-- START Reading text --
Processing Copper Wire - Burning The Wire 1

Messages
423
Reaction score
137
Location
Piedmont NC
USDA Zone
7b
In this post I'll explain how I anneal the wire in a small wood fire in the back yard. This is where we are headed:PA280047.jpg

In the photo there are four rolls of #6, #12, #14, three rolls of #16 and four rolls of #18, shown left to right. This is the finished product.

Rolls put on the fire:On-The-Fire.jpg

As the rolls heat up they start getting orange and then transition to a black color. The color changes as the surface oxidation reacts to the temperature of the copper and it's alloys. In this photo you can see the black areas and the areas turning orange.
PA280040.jpg

While this is going on I turn the coils over with a long stick in order to even out the heat in the coils.

As the heat increases the black starts fading and the copper becomes a golden color, likely the oxidation of the brass content of the copper.

PA280041.jpgPA280042.jpg

In these two photos you can see the gold color developing on the copper. This is just before the copper reaches the fully annealed state. I continue to flop the coils over every two or three minutes to even out the heat and I also move them to hotter parts of the fire bed if I see that an area is not getting the heat to continue the process.
-- END Reading text --
Given instruction 1 -
Sum up the post about burning copper wire in two sentences.
These rows are unrelated to the text about copper wire.
-- START Material --
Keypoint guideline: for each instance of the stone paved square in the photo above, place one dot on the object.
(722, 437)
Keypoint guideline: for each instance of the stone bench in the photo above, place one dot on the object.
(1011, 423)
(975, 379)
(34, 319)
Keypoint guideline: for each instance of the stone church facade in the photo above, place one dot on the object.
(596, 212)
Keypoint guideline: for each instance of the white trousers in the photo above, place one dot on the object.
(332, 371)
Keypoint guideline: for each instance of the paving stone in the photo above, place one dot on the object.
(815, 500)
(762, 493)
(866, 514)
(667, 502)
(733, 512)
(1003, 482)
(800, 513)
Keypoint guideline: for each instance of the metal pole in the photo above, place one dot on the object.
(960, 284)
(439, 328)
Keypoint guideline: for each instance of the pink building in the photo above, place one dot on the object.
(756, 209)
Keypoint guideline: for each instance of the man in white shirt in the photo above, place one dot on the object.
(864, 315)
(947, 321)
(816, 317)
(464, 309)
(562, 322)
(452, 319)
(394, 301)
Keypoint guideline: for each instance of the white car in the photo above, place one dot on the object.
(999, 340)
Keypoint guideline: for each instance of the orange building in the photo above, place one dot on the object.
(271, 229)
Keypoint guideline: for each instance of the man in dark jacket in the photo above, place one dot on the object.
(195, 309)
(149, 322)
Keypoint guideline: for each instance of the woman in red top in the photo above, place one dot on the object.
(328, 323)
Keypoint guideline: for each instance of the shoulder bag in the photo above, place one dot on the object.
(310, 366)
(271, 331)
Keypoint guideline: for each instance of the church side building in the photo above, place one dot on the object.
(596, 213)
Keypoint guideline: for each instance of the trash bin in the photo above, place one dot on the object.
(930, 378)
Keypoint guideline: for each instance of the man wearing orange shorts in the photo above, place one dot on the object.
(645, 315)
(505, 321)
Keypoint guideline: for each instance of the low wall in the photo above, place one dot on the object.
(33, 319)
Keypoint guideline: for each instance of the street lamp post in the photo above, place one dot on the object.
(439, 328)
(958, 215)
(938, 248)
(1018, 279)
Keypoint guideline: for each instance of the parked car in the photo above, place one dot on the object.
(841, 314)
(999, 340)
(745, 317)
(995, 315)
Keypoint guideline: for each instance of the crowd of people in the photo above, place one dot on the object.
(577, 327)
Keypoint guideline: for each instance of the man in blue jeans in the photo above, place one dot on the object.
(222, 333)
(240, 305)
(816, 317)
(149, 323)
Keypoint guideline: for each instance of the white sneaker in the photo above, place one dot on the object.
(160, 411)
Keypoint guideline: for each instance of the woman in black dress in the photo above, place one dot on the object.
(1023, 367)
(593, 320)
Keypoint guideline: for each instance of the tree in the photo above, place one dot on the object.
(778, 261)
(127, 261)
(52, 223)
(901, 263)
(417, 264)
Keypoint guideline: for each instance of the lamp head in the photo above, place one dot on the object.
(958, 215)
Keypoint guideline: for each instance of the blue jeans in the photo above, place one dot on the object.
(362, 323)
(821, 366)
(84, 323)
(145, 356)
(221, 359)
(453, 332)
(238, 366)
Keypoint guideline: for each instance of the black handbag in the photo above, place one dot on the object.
-- END Material --
Given instruction 2 -
In the rows, set down word for word the stretch from the line that contains "Keypoint guideline: for each instance of the man wearing" through the line that contains "(1018, 279)", with both of those lines included.

Worked answer 1 -
The post explains how rolls of copper wire are annealed in a small wood fire in the back yard. As the rolls heat they turn orange, then black, then a golden color, while the writer turns them over with a long stick every two or three minutes and moves them to hotter parts of the fire to even out the heat.

Worked answer 2 -
Keypoint guideline: for each instance of the man wearing orange shorts in the photo above, place one dot on the object.
(645, 315)
(505, 321)
Keypoint guideline: for each instance of the low wall in the photo above, place one dot on the object.
(33, 319)
Keypoint guideline: for each instance of the street lamp post in the photo above, place one dot on the object.
(439, 328)
(958, 215)
(938, 248)
(1018, 279)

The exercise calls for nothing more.